Your output should be the entries below, from the first line up to and including the line with "Target: green bush", reproduced exactly and with no other lines.

Natural-language object grounding data:
= = = =
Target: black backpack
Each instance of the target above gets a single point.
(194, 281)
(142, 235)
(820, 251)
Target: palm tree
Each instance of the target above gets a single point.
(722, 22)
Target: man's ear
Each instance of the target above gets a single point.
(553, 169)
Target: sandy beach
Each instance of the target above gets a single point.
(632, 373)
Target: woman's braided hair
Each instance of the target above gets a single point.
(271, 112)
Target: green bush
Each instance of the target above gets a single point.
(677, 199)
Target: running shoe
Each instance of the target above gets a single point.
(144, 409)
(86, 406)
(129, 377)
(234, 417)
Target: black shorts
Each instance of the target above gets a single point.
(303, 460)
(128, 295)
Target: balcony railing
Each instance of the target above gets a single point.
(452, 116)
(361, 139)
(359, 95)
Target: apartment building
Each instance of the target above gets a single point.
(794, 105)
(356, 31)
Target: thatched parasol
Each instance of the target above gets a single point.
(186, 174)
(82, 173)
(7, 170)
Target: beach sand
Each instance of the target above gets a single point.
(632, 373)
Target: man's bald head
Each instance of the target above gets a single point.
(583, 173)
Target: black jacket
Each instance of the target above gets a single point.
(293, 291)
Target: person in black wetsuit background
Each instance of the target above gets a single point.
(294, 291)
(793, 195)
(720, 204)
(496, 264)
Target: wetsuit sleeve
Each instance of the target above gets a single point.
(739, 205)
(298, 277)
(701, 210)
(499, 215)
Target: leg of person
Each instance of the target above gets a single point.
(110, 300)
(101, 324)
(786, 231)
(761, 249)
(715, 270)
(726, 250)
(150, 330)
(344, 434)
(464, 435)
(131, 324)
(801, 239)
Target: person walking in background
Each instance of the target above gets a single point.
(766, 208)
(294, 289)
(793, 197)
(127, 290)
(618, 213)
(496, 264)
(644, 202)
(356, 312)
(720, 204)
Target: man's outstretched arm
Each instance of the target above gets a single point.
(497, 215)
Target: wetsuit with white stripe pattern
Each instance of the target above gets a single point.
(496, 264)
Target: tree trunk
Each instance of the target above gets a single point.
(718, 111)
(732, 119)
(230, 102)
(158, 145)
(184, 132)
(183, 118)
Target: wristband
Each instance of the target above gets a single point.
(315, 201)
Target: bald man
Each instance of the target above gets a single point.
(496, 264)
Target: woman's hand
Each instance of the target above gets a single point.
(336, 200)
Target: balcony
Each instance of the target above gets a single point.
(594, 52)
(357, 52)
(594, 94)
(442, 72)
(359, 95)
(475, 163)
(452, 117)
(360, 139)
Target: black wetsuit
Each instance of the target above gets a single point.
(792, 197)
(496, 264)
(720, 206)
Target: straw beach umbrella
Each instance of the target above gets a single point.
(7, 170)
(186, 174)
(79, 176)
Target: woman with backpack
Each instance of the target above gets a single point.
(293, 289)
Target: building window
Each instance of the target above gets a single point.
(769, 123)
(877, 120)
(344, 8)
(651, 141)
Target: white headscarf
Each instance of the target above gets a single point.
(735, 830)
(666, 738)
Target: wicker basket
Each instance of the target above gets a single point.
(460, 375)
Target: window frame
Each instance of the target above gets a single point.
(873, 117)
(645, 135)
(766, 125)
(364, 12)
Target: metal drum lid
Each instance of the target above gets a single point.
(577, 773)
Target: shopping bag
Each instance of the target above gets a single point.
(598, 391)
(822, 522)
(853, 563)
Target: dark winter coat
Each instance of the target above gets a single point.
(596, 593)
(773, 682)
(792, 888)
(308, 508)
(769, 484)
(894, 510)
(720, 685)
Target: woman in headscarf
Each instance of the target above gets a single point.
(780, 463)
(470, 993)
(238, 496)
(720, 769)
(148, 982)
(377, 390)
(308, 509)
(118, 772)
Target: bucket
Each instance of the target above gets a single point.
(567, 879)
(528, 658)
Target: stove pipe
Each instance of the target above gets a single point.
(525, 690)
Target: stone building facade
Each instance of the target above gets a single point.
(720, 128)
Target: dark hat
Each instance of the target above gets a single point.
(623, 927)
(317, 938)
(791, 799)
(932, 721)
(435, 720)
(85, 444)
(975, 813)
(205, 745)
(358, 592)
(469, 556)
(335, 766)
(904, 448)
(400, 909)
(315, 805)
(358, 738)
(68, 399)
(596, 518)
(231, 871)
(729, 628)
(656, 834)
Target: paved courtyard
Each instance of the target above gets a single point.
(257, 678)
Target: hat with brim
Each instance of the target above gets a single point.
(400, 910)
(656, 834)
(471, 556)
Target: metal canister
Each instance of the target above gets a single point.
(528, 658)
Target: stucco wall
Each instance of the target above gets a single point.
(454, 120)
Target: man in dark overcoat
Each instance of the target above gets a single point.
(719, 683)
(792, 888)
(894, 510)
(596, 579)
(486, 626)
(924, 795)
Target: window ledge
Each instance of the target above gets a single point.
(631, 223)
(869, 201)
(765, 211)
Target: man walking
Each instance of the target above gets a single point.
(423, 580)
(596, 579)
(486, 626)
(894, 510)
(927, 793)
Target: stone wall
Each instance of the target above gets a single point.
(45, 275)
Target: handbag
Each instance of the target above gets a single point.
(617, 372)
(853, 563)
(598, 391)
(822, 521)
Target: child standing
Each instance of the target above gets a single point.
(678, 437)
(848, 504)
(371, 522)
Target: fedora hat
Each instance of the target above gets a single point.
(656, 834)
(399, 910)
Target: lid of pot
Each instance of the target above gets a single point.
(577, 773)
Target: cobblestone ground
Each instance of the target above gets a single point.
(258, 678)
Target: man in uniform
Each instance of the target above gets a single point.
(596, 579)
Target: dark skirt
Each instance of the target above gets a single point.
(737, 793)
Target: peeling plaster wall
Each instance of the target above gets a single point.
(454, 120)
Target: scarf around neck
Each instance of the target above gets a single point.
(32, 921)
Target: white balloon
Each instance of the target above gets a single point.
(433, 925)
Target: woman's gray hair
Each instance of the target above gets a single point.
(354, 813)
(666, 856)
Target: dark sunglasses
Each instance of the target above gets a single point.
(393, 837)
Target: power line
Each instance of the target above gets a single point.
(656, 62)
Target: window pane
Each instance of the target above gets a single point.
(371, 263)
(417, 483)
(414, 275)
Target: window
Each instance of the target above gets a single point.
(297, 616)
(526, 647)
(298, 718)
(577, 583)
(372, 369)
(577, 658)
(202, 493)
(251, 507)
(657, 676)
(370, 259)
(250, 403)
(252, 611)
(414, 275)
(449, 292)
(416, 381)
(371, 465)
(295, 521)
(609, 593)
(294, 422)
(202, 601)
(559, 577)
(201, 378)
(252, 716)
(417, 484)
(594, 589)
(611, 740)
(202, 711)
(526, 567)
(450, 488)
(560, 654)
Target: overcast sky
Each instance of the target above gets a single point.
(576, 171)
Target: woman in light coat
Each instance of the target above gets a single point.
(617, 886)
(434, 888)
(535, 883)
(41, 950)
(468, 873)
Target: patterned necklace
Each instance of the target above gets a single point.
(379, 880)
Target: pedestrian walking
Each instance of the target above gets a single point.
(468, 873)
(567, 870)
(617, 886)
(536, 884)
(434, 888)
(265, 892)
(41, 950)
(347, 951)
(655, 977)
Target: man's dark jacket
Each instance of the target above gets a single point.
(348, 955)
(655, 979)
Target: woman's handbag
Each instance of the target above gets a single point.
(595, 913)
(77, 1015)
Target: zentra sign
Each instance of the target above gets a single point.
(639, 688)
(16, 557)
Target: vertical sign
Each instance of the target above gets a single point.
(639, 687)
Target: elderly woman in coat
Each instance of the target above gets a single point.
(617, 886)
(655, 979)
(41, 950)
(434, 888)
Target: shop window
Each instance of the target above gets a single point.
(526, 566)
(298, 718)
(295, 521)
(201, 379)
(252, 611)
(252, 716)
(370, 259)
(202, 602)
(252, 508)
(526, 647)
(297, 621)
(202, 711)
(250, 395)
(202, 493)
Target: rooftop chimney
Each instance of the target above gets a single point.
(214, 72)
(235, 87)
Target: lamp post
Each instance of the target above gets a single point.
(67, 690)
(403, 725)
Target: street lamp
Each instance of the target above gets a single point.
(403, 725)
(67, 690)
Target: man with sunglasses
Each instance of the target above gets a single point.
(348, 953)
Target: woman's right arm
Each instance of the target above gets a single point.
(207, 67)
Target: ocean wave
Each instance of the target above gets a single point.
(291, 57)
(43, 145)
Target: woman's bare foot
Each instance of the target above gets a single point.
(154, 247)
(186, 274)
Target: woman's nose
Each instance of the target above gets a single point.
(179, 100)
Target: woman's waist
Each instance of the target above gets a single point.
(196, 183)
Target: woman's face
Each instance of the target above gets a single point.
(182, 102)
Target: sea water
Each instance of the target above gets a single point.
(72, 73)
= = = =
### [YOUR RESPONSE]
Target: black backpack
Each instance of the target above gets a single point.
(194, 281)
(142, 235)
(820, 251)
Target: palm tree
Each instance of the target above gets a single point.
(722, 22)
Target: man's ear
Each instance of the target above gets a single point.
(553, 169)
Target: sandy beach
Each instance of the target above gets a single point.
(632, 373)
Target: woman's braided hair
Each instance of the target above gets a single point.
(271, 112)
Target: green bush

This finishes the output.